_Text excerpt_
━━━━━━━━━━━━━━━━

Orthophotomap

Krzysztof Dyba, Jakub Nowosad

Definition

Orthophotomap is a raster, orthogonal and cartometric representation of the terrain surface created by digital processing of aerial or satellite images. During the orthorectification, geometric distortions resulting from the land relief are removed by using digital elevation models (DEM). An orthophotomap is georeferenced, and therefore, allows to determine geographic coordinates for each of its cells.

Orthophotomaps’ properties:

  1. Spatial resolution - is related to the size of the smallest object that can be detected by the sensor and is determined by the size of the image cell (pixel). The smaller the cell, the more detail it represents. Too large a pixel means that individual objects in the scene are no longer recognizable.
  2. Composition - analog images are in shades of gray, while digital images can be in natural colors (RGB) or near infrared (NIR).

Purpose

The purpose of this vignette is to assess the vegetation condition of the selected area. It can be done based on remote sensing data (multispectral orthophotomap) and a simple vegetation index.

━━━━━━━━━━━━━━━━

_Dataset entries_
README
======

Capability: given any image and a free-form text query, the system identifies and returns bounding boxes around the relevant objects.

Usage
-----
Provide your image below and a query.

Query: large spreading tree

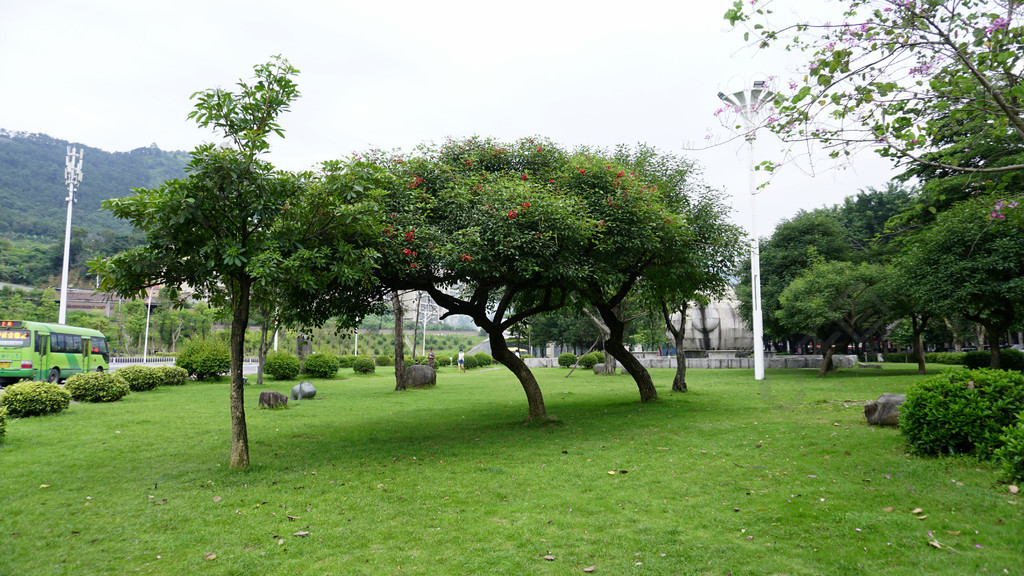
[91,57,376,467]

━━━━━━━━━━━━━━━━

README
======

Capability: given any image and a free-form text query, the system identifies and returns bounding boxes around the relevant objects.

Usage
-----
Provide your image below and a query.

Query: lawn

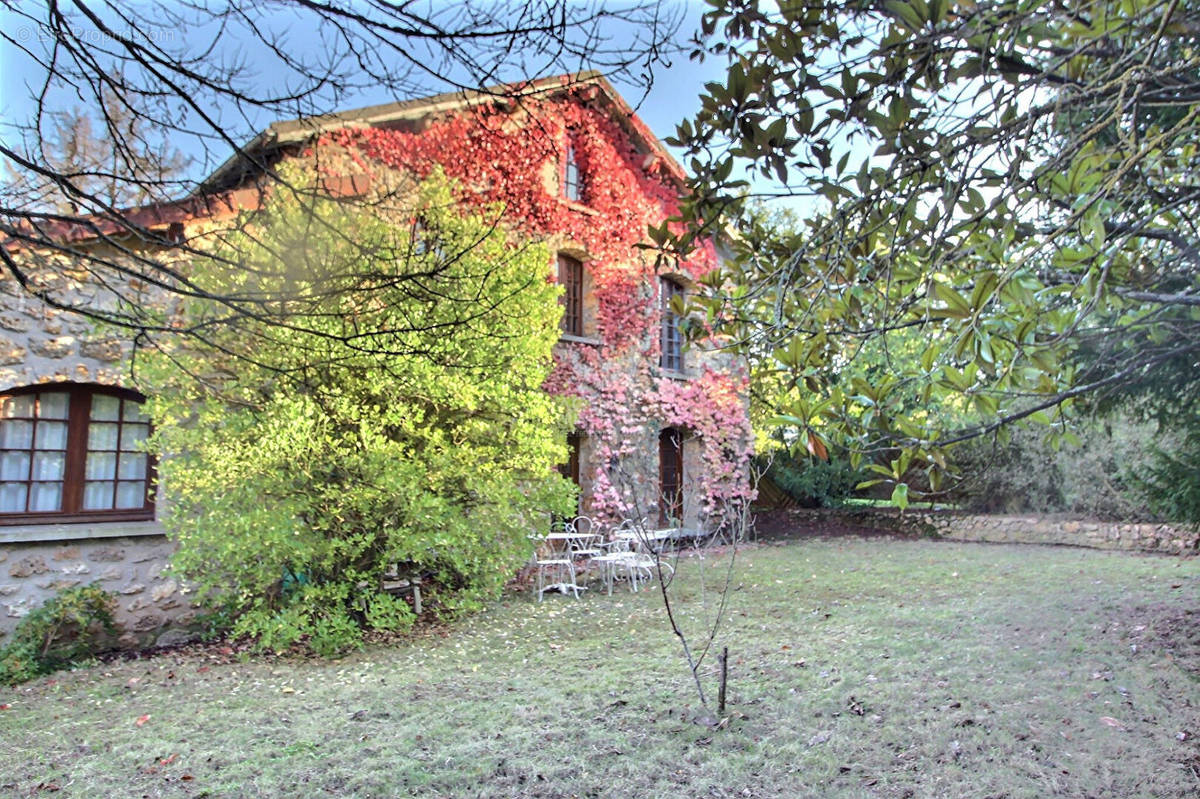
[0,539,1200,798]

━━━━━━━━━━━━━━━━

_Work to complete_
Continue the passage on orthophotomaps, picking up after its last sentence.

_Answer box_
NDVI (Normalized Difference Vegetation Index) is a simple indicator of vegetation that uses the red and the near infrared bands. Its main application is monitoring and forecasting of agricultural production. It is calculated using the following formula:

\[NDVI = \frac {NIR - RED} {NIR + RED}\]

Its value ranges from -1 to 1. The higher the value, the higher the biomass level. Values close to 0 and below are related to water, bare soil surfaces or buildings.

Analysis

# attach packages
library(sf)
library(stars)
library(rgugik)

The analysis area is the Krajkowo nature reserve located in the Greater Poland voivodeship. It was established in 1958 in order to protect the breeding places of birds, especially the grey heron and the great black cormorant, and to protect the landscape of the Warta oxbow.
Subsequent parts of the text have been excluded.